──────── THE DATA
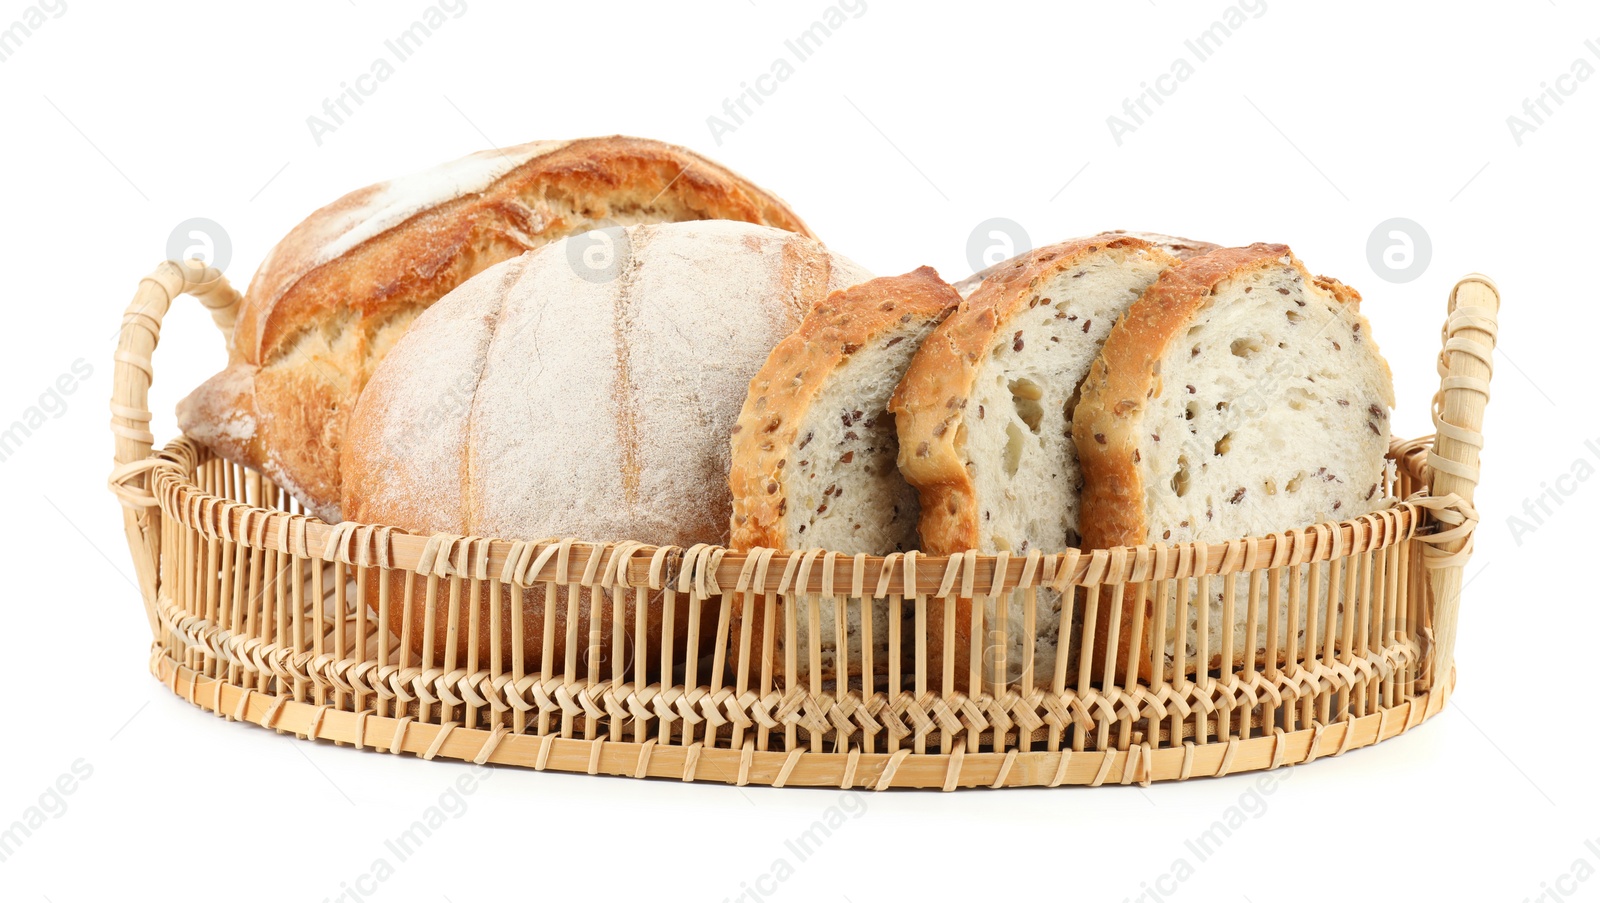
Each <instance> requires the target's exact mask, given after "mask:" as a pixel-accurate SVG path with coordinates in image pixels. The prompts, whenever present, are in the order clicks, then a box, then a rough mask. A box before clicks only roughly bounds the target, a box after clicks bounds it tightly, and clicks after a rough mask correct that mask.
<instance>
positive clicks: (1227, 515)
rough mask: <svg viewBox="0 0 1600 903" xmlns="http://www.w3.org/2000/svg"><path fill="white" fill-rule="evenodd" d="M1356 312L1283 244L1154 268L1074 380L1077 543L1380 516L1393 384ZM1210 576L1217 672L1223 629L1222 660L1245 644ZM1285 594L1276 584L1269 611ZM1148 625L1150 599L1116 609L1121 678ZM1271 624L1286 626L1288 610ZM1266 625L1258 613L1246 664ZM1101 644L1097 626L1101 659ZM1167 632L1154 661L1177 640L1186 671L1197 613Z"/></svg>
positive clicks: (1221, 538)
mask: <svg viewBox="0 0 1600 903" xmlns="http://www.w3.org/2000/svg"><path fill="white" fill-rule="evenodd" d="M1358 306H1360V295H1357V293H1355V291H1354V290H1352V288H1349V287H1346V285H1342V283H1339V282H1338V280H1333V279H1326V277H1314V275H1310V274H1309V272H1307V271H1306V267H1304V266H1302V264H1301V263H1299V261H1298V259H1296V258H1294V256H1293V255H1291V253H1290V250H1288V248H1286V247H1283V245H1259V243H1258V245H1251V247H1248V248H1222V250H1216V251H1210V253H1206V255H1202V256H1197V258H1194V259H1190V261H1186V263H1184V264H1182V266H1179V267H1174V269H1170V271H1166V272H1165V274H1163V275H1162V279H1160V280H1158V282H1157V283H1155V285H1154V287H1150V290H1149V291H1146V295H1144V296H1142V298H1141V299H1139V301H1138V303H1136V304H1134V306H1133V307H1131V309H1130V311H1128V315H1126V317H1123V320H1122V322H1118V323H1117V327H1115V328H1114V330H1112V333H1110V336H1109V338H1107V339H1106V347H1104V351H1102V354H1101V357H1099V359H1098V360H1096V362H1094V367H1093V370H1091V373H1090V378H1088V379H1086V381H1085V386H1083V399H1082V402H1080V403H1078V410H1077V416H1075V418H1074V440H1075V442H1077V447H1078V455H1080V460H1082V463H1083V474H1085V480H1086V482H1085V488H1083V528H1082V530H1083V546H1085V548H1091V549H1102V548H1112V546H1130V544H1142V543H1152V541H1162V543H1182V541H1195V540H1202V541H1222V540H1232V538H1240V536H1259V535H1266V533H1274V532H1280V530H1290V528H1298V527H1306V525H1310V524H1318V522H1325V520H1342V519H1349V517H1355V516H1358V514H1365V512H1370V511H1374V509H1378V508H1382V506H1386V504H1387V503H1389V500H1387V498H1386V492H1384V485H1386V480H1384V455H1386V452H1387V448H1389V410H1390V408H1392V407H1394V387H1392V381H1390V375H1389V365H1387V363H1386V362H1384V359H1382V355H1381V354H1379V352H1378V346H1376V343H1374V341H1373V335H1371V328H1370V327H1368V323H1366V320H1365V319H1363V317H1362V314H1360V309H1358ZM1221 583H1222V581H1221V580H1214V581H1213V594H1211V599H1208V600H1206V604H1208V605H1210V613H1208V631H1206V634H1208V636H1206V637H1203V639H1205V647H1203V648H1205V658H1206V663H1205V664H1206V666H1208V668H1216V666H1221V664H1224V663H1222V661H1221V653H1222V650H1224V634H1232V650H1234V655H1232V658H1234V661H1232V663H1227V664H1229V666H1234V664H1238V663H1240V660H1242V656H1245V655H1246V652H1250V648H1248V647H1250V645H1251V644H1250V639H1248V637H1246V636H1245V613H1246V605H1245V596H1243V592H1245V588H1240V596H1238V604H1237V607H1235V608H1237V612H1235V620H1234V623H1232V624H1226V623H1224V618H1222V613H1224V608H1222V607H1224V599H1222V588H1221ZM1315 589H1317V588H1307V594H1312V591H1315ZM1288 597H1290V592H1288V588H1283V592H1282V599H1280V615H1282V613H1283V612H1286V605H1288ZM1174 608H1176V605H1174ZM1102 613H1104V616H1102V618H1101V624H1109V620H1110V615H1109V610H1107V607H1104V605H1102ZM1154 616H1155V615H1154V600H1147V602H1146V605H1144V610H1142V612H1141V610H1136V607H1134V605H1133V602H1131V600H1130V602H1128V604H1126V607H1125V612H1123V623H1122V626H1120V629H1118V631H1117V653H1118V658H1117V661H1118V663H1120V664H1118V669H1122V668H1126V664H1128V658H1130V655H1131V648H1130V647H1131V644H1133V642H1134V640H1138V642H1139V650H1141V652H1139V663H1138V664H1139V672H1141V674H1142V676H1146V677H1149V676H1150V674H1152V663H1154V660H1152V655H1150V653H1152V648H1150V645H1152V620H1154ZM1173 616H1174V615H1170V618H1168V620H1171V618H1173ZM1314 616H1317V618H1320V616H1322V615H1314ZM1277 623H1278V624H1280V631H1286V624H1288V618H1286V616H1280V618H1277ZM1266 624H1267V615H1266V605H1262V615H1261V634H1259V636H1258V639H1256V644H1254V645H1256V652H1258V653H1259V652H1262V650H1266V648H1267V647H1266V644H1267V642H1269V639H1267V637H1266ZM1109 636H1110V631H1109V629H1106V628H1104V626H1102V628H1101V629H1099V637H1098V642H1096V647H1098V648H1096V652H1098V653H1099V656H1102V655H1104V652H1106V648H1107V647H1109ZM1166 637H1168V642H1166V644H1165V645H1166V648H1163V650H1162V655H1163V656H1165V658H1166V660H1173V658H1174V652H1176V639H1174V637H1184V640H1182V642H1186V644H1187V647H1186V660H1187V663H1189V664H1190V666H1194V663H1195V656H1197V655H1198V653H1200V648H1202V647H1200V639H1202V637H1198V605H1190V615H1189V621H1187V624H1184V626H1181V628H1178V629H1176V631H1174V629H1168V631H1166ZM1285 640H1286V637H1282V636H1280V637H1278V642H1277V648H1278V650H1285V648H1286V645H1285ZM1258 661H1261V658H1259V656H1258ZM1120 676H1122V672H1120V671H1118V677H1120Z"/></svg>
────────────────
• REQUIRED WORK
Your answer should consist of each line of the data above in which the word "instance" occurs.

• TASK RESULT
Each <instance> requires the target's exact mask, given after "mask:" as a pixel-accurate SVG path with coordinates in image pixels. The prompts, whenever present, are in the order clicks, then a box, then a rough mask. A box before clicks only roughly bounds the target, a box after clicks bounds it tightly, and clicks after a rough mask correct that mask.
<instance>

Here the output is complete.